Document excerpt
Peruvian labour lawyer and ethnocacerist

Isaac Humala Núñez (born 1931) is a Peruvian labour lawyer and the ideological leader of the Movimiento Etnocacerista, a group of ethnic nationalists in Peru.

==Personal life==
Isaac Humala Núñez, descended from Hispanics and Europeans who immigrated to the Andes and speaks Quechua (like almost everyone else in the Andes of Peru), is the father of Ollanta Humala, a former president of Peru. His wife Elena Tasso Heredia is from an old Italian family that established itself in Peru at the end of the 19th century. One of his other sons, Antauro Humala, a former army major, ran a rebellion against the government's policies in the Andean city of Andahuaylas in December 2004, in which a police station was seized and some people were killed. His eldest son, Ulises Humala, also ran for president in 2006, and currently occupies a full-time position as a professor at the National University of Engineering in Peru.

==Beliefs==
Humala is a self-proclaimed subversive: "a patriot has to be...Christ was and so are we", he declared in an interview. He had previously been an active member of the Communist Party of Peru – Red Fatherland and the Revolutionary Left Movement.

Humala is an ethnic nationalist, advocating for the "copper skinned" Andean peoples of Peru. According to Humala: "the human species had four races, of which one is practically separate, the white one that dominates the world, the yellow has two powers, China and Japan, and the Black, although without the same weight as the others, at least dominates its own continent. On the other hand, the copper race does not govern anywhere."

=== Ethnocacerism ===
In 1989, Humala founded the Instituto de Estudios Etnogeopolíticos (IEE), the think tank of his ethnocacerist ideology. Likewise, he founded the Peruvian Nationalist Movement (MNP) - a political group that assumes the postulates of "ethnocacerism" - according to an agreement taken in Alto de la Alianza, Tacna, on 29 October 2003 (third anniversary of the uprising of his sons against the Fujimori government), setting the primary objective of gaining electoral power but without ruling out the possibility of using the armed means. Its symbol is "El sembrador" by the indigenous painter José Sabogal.

Material supplied
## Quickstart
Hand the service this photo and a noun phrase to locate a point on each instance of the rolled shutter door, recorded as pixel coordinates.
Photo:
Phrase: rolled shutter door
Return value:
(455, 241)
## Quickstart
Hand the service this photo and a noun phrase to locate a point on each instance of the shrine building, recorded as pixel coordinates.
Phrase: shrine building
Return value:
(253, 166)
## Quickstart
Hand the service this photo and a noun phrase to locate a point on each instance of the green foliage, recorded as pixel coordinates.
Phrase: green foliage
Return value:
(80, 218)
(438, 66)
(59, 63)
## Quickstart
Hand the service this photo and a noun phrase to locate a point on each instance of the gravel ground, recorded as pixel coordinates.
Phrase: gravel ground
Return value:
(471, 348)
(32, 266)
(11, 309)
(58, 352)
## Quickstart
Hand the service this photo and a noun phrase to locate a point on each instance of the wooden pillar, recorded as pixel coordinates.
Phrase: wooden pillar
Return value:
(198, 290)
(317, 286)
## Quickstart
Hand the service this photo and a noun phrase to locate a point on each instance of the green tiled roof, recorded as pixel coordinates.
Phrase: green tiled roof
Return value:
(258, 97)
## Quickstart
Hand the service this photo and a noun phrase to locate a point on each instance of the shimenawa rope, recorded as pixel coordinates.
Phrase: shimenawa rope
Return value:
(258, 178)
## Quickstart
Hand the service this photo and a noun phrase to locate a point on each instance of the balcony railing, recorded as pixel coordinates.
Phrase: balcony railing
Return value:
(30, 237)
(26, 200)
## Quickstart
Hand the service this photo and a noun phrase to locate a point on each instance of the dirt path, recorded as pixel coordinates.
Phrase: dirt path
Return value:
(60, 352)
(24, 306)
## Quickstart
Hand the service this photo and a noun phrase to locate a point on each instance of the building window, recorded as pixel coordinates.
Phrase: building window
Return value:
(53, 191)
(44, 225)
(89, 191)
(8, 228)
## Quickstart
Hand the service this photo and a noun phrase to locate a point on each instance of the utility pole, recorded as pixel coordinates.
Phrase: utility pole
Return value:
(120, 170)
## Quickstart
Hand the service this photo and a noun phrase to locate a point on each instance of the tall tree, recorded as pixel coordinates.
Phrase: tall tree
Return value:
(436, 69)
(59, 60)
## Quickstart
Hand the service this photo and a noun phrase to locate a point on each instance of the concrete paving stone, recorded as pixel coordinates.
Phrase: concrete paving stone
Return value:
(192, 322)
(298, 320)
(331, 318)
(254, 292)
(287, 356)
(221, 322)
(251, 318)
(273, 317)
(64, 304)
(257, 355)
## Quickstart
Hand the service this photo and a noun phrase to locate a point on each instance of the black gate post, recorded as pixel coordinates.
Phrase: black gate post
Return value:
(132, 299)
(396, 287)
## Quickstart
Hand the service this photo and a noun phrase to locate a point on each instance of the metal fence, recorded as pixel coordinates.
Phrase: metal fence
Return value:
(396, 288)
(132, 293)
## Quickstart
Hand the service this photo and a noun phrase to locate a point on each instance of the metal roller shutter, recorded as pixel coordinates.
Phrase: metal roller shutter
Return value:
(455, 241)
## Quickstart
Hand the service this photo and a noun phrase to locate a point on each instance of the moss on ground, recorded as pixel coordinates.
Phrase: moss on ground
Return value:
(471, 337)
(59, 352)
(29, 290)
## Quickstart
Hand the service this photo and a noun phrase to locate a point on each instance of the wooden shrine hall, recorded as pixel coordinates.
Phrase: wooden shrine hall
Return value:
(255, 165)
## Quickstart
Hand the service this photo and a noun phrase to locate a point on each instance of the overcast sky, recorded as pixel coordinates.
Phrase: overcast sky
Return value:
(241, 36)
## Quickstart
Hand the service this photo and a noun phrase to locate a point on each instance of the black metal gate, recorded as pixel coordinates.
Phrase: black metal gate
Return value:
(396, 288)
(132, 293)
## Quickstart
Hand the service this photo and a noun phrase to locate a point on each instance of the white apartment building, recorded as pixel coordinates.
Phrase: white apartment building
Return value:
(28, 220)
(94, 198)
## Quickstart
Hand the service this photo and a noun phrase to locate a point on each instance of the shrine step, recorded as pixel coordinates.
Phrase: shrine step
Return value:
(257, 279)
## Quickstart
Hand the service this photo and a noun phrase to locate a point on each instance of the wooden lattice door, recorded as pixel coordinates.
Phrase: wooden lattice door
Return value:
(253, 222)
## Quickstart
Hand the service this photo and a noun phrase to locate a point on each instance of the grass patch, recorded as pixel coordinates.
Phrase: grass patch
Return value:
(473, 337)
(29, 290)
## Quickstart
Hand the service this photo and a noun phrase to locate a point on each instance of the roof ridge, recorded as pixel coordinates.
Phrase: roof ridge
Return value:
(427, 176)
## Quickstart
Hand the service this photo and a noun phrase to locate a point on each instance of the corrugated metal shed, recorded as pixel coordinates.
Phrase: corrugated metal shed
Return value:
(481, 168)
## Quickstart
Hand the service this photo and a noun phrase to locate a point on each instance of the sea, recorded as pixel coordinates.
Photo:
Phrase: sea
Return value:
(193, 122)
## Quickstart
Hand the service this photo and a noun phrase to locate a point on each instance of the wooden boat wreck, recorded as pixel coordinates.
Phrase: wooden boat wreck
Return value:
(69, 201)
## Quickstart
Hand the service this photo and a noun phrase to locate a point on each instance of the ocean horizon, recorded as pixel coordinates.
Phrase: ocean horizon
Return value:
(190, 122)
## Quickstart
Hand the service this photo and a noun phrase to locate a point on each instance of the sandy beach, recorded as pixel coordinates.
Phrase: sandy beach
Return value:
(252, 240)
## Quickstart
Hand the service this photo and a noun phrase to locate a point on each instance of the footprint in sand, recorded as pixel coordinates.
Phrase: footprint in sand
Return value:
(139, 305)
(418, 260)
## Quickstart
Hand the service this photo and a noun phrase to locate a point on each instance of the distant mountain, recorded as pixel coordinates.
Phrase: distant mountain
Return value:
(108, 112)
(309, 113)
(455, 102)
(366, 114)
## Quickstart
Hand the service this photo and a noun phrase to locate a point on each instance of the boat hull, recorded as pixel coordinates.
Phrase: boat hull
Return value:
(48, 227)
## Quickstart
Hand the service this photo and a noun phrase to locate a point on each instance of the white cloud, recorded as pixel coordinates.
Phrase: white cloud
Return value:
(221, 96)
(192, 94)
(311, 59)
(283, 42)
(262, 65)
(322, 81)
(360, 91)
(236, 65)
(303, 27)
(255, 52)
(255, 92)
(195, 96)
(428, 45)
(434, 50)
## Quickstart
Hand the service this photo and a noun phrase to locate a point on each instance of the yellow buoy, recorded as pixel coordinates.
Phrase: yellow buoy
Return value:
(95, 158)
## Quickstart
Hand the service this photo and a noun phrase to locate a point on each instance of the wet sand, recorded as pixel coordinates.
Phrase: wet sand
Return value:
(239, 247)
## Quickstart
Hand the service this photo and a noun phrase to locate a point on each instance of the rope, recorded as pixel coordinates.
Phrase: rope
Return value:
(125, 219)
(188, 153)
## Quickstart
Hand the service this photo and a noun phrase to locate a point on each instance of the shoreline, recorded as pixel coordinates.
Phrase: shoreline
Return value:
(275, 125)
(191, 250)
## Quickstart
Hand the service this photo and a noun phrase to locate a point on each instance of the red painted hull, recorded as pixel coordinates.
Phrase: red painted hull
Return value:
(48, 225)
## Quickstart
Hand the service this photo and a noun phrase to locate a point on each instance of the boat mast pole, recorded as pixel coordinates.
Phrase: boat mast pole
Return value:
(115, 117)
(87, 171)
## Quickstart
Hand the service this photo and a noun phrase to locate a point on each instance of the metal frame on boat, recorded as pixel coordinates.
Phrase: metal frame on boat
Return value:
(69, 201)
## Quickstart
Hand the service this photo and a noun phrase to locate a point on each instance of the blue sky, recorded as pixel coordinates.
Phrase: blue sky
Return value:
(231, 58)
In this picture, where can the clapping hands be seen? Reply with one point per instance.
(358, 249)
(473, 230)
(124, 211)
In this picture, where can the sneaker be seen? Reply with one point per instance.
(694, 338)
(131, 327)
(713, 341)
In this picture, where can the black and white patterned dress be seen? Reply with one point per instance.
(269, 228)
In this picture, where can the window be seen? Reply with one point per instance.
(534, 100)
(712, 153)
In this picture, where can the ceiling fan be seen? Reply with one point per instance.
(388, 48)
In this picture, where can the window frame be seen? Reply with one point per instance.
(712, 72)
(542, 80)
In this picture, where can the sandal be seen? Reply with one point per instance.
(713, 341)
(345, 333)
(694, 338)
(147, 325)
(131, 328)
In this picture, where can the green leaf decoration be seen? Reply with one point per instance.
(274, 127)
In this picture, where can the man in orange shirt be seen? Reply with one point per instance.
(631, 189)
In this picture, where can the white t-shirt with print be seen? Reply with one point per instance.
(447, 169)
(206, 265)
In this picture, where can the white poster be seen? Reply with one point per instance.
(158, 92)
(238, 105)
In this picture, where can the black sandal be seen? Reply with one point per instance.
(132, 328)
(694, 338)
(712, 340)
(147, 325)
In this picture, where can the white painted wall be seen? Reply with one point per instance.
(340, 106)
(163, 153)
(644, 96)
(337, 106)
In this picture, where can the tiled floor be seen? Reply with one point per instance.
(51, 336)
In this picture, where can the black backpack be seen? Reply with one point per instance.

Required actions
1) From the biography of Isaac Humala Núñez, quote everything from "Peruvian labour lawyer and ethnocacerist" down to "nationalists in Peru.".
2) Do the following statements agree with the biography of Isaac Humala Núñez? Answer yes or no for each, and quote the words from the biography that decide it.
(a) Humala founded the Instituto de Estudios Etnogeopolíticos in 1989.
(b) Ulises Humala is Humala's youngest son.
(c) The symbol of the Peruvian Nationalist Movement is a work by José Sabogal.
3) According to the biography of Isaac Humala Núñez, in which city did Antauro Humala lead a rebellion in December 2004?

Outputs for the tasks
1)
Peruvian labour lawyer and ethnocacerist

Isaac Humala Núñez (born 1931) is a Peruvian labour lawyer and the ideological leader of the Movimiento Etnocacerista, a group of ethnic nationalists in Peru.

2)
(a) Yes: "In 1989, Humala founded the Instituto de Estudios Etnogeopolíticos (IEE)"
(b) No: "His eldest son, Ulises Humala"
(c) Yes: "Its symbol is "El sembrador" by the indigenous painter José Sabogal."

3) Andahuaylas, an Andean city in Peru.